> Aim of the task
Turn the material from the line with "indicate the ceiling fan, a" up to and including the line with "column 678, row 746" into a two-column CSV headed instruction and points, with each instruction and its points on one row and each value in a single quoted field whose line breaks become spaces. Leave the pictures out.

-- Provided information start --

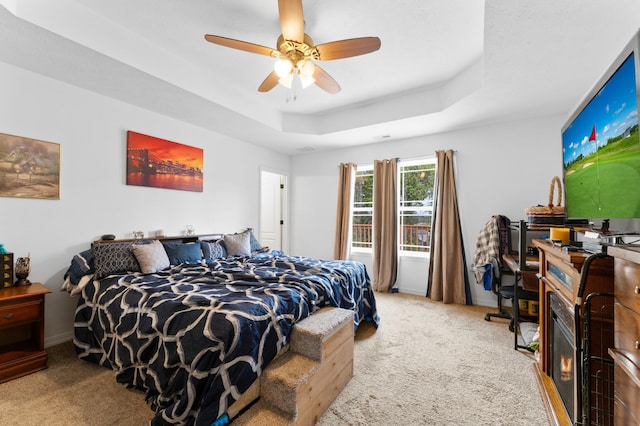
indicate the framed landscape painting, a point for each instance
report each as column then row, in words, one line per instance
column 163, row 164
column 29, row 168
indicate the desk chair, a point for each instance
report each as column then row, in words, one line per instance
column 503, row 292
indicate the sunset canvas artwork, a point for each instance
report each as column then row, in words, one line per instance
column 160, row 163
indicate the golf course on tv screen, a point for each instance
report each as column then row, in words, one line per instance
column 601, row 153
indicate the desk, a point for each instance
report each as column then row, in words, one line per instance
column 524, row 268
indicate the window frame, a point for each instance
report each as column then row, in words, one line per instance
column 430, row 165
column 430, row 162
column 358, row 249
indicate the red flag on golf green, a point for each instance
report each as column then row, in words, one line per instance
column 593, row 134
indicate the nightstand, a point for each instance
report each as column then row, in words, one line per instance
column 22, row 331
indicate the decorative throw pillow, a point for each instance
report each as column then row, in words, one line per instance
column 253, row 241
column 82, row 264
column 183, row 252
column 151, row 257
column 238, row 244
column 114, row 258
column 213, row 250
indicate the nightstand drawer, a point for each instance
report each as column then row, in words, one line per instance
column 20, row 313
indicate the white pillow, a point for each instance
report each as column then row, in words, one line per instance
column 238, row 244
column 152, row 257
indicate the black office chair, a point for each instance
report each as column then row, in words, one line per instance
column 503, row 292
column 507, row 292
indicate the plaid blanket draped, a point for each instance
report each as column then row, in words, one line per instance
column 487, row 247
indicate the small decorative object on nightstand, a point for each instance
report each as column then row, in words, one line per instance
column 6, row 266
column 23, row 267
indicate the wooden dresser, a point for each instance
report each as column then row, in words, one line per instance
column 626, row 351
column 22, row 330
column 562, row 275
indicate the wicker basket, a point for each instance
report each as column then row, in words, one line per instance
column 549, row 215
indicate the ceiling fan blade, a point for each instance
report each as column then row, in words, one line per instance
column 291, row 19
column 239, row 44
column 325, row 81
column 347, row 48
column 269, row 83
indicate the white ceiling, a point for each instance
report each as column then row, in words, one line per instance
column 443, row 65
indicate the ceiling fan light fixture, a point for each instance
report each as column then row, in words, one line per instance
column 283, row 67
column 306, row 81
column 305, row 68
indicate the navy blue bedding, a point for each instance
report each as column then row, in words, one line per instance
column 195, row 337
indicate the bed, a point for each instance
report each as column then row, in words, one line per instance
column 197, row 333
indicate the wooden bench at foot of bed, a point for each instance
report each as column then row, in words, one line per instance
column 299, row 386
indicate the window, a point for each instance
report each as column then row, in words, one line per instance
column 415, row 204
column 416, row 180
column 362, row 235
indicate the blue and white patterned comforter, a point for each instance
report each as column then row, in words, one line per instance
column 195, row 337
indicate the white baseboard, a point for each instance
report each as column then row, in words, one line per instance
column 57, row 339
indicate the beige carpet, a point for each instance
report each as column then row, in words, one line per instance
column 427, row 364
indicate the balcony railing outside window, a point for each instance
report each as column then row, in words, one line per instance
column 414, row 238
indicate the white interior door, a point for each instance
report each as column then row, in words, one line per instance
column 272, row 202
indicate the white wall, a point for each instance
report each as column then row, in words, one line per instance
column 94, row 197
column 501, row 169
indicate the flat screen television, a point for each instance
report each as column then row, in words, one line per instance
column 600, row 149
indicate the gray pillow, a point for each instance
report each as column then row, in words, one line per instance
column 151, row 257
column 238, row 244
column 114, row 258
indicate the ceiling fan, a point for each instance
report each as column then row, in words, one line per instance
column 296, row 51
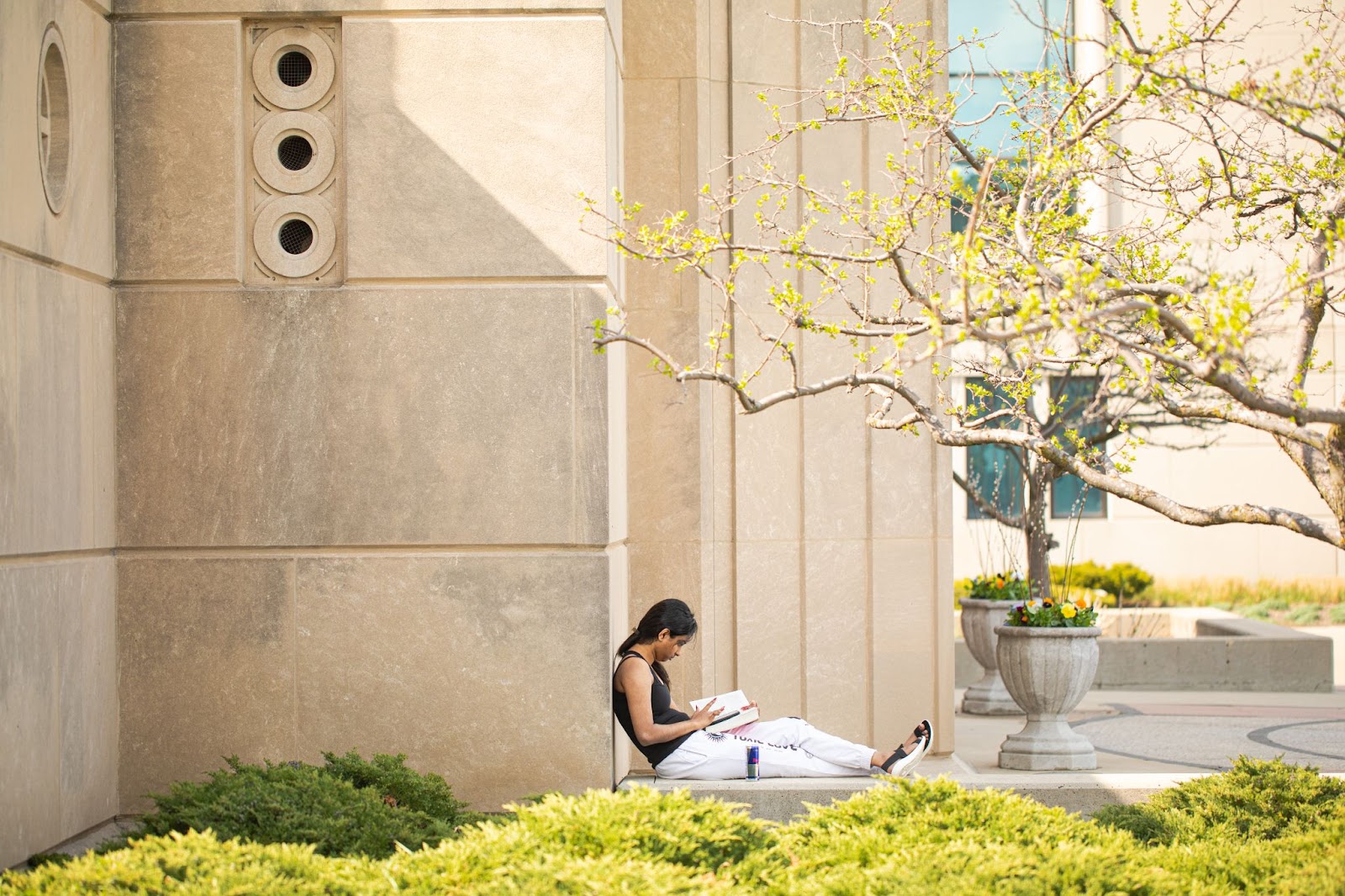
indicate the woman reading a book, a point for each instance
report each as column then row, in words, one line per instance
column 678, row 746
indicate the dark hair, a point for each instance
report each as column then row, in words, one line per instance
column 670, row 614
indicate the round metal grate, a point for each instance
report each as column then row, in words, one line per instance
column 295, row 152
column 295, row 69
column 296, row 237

-- Provided information end --

> The output
instruction,points
"indicate the ceiling fan, a point for each instance report each as column then row, in words, one line per instance","column 296, row 51"
"indicate the woman reading a book, a point for each instance report each as column then row, in words, one line per instance","column 678, row 746"